EXCERPT:
Toxic Asset Shock Impeding Bank Lending to Real Economy

Bank Lending(Analysis) As US banks still remain underwater six years after the onset of the 2007-8 financial crisis, their lending to the real economy – to both business and consumers, is still falling when measured relative to their net assets (see chart. Net assets are total assets minus intangibles like goodwill). This is one very strong reason why monetary policy is currently ineffective, even though the actions taken by the Fed to date are unprecedented. US banks are simply keeping the effects from extraordinary monetary stimulus – historically low interest rates and quantitative easing (QE), as soaring balances parked at reserve accounts with the Fed, in order to hedge against potential financial loss from their still toxic assets. Scandalously risky behavior by banks prior to the financial crisis is still damaging the real economy today.

Without the benefit of ample credit to support sufficient investment and consumption, the private sector instead is drowning in a sea of suppressed demand. This condition has a tendency to become long-lasting once a loss of confidence in markets becomes self-fulfilling. As we begin a sixth year of below-trend economic performance, expectations truly are diminished – and diminishing further still.

TASK LIST:
(A) In the bank lending excerpt, how are net assets defined?
(B) Transcribe the part of the bank lending excerpt starting at "Bank Lending(Analysis) As" and ending at "real economy today.".
The rows have no connection to the bank lending excerpt.

RECORDS SUPPLIED:
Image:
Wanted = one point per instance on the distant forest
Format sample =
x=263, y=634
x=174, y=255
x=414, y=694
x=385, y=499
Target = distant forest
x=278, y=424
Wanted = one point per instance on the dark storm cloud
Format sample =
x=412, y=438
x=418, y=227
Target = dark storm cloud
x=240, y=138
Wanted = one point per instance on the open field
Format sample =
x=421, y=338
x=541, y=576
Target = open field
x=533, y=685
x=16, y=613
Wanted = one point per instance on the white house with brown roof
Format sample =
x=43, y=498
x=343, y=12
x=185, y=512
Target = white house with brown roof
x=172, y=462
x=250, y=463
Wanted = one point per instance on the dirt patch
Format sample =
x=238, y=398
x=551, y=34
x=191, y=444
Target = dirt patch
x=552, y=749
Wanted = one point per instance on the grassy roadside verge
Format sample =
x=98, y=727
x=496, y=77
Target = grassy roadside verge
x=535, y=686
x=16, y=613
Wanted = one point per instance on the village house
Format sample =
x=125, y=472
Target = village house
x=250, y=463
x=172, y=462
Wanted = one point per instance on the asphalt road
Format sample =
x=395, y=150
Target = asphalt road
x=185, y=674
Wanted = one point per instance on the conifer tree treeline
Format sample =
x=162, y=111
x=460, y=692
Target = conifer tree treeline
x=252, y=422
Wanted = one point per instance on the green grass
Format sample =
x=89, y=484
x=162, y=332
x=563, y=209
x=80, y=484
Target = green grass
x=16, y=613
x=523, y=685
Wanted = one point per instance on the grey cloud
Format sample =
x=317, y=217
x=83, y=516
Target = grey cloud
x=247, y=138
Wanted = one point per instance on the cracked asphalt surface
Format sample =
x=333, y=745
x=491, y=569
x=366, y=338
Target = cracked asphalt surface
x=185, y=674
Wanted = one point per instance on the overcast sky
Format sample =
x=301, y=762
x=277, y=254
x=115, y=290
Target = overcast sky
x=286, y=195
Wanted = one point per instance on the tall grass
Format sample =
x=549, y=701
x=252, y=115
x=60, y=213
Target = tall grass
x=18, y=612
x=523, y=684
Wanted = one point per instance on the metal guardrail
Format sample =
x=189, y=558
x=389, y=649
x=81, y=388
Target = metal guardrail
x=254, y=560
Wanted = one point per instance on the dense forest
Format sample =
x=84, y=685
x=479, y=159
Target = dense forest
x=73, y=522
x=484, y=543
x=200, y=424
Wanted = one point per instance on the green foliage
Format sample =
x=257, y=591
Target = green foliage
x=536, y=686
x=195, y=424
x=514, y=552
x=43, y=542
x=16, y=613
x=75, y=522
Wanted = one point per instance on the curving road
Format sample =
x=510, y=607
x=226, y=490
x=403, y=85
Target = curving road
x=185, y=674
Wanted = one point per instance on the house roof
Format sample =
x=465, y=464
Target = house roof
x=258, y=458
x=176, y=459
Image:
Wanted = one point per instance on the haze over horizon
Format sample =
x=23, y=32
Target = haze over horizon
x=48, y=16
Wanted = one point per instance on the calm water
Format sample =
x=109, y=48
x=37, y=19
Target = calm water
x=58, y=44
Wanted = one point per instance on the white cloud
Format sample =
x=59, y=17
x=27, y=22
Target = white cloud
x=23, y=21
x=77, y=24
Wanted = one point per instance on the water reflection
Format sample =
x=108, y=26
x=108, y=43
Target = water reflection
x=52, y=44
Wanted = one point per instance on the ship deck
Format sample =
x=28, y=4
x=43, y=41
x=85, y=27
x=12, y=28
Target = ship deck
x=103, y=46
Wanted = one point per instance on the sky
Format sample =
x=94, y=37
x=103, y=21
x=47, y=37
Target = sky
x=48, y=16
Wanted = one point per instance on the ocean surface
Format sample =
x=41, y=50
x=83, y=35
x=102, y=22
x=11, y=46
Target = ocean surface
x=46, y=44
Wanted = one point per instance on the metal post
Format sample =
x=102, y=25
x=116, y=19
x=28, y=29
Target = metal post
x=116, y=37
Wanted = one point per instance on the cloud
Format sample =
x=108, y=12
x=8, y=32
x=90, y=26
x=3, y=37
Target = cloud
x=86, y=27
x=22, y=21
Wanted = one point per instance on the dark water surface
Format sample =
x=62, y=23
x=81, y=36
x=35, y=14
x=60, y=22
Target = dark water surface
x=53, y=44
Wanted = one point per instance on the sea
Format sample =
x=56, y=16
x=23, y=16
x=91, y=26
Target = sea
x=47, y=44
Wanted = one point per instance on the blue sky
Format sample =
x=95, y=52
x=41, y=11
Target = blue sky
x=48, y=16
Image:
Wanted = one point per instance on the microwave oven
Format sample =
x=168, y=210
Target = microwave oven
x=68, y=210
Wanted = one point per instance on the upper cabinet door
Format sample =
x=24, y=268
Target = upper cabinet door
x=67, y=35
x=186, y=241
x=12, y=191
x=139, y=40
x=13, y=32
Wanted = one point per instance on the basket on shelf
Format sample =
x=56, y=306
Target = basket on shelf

RESPONSES BY ITEM NUMBER:
(A) Net assets are total assets minus intangibles like goodwill.

(B)
Bank Lending(Analysis) As US banks still remain underwater six years after the onset of the 2007-8 financial crisis, their lending to the real economy – to both business and consumers, is still falling when measured relative to their net assets (see chart. Net assets are total assets minus intangibles like goodwill). This is one very strong reason why monetary policy is currently ineffective, even though the actions taken by the Fed to date are unprecedented. US banks are simply keeping the effects from extraordinary monetary stimulus – historically low interest rates and quantitative easing (QE), as soaring balances parked at reserve accounts with the Fed, in order to hedge against potential financial loss from their still toxic assets. Scandalously risky behavior by banks prior to the financial crisis is still damaging the real economy today.